## BEGIN Document
|   |  |  | For this entry you might need to reference 
the Who's Who page. 
 
 Christmas itself was generally fine, except for its beginning: an 
amazingly awkward scene provoked by my sister K, naturally. She 
announced a sudden intention to leave early, even as dinner 
was scheduled to begin - in other words she wanted her own 
separate gift exchange early so she could just end her part 
of this family business as quickly as possible, and leave. 
(To do what, she wouldn't say.) With my mother 
busy in the kitchen, the only others present so far 
additionally were my brother N and his wife Q - we all 
watched in disbelief at my father's acquiescing attempt to 
accommodate her request, in bizarre departure from tradition, 
rooting through the presents to find her own, until we 
had to speak our objections to this twisting of ceremony. 
<1> 
Voices were raised and I concluded my 
participation in the tense scene with my outburst to 
my father that "You always do this - give her 
special treatment which makes me feel bad, and then 
I say things I don't really mean!" and I stomped 
away into the basement where I sat for several minutes 
regaining my composure. Perfect time (and the usual 
place) for a cigarette, if I still smoked them habitually.
## END Document
Answer these questions about the Christmas account above, one per line:
1. Who was busy in the kitchen when K announced the plan to leave early?
2. Who is Q?
3. Where did the narrator go after the outburst, and for how long?
## BEGIN Entries provided
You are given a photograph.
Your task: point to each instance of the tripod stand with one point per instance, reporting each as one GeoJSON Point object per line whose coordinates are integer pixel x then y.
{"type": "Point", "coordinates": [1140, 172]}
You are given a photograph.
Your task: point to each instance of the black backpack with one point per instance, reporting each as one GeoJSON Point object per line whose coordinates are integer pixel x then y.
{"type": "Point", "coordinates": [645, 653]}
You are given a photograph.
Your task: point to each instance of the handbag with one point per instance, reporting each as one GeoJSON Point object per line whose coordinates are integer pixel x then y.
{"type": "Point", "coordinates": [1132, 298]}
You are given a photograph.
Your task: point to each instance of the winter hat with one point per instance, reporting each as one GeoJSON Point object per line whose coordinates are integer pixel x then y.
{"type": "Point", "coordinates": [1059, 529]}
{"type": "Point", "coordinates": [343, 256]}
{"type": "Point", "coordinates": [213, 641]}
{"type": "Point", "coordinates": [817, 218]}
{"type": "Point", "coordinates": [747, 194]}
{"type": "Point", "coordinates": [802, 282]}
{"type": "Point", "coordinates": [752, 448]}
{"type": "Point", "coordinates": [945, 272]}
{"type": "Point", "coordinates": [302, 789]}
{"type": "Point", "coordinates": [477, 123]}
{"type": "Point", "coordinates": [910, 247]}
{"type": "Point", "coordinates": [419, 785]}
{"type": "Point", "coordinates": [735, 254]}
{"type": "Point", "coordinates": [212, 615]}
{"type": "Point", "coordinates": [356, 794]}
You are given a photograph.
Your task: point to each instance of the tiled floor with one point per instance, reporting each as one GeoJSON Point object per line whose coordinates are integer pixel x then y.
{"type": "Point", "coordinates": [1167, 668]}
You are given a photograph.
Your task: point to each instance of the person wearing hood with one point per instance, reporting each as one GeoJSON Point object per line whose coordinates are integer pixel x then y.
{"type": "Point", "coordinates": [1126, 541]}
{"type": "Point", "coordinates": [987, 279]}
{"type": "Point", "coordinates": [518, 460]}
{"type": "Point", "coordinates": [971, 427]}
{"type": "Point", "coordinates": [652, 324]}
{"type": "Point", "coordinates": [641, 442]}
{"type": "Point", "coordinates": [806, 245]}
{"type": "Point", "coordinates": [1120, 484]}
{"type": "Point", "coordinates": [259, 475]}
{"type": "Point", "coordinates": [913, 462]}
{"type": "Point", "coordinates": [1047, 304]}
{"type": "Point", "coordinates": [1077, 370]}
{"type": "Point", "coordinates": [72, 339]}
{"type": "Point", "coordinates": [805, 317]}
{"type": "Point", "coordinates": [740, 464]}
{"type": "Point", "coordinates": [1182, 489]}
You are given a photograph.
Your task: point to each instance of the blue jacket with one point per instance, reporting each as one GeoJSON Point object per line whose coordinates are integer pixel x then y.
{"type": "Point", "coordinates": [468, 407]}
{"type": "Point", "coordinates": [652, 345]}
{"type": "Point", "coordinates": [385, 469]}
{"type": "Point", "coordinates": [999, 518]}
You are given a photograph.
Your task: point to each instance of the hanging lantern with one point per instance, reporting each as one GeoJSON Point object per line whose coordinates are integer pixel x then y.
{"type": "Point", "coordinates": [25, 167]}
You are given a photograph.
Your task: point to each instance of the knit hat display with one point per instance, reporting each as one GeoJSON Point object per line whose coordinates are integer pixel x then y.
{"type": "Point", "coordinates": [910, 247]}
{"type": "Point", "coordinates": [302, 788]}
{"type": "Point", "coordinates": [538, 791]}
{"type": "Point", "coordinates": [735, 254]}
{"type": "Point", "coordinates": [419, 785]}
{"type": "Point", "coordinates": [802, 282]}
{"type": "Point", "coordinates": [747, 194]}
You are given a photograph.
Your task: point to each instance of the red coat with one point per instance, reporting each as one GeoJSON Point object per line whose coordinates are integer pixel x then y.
## END Entries provided
## Final result
1. The narrator's mother.
2. The wife of the narrator's brother N.
3. Into the basement, for several minutes.